== The problem ==
You are asked to filter the data below and copy every line holding "sneaker".

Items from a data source
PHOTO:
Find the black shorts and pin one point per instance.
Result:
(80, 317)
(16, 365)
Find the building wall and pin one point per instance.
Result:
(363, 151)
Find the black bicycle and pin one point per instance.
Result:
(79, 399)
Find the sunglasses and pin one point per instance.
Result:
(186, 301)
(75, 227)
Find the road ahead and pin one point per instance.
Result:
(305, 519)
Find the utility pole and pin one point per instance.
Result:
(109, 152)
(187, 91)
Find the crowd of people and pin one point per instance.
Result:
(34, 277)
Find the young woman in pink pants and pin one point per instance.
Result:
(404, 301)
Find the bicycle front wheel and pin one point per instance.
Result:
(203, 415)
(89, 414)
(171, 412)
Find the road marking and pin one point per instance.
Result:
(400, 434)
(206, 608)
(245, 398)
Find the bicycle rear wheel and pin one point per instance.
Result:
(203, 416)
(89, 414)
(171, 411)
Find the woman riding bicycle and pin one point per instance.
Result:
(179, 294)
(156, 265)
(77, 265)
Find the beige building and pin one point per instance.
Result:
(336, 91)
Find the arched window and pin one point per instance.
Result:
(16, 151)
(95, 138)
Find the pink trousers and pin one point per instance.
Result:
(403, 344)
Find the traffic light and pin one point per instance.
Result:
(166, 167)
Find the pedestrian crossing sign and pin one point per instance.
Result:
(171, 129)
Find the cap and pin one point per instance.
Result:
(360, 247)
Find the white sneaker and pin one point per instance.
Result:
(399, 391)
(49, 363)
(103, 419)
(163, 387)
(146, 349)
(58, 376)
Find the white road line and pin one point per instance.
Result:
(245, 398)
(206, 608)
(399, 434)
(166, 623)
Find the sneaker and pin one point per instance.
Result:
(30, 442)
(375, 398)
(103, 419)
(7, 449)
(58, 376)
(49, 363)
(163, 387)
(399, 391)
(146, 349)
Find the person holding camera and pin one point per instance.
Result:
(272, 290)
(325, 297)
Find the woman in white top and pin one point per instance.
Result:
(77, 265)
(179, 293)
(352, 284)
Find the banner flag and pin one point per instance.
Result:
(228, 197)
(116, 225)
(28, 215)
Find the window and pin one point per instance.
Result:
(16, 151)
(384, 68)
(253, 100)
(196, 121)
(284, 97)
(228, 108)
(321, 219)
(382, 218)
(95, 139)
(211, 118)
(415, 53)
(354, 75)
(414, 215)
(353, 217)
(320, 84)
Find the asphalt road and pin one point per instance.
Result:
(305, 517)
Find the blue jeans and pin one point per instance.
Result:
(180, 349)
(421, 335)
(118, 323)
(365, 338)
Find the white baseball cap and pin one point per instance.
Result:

== Response ==
Find the white sneaker and pin one point per instance.
Find the sneaker and pin one point per instance.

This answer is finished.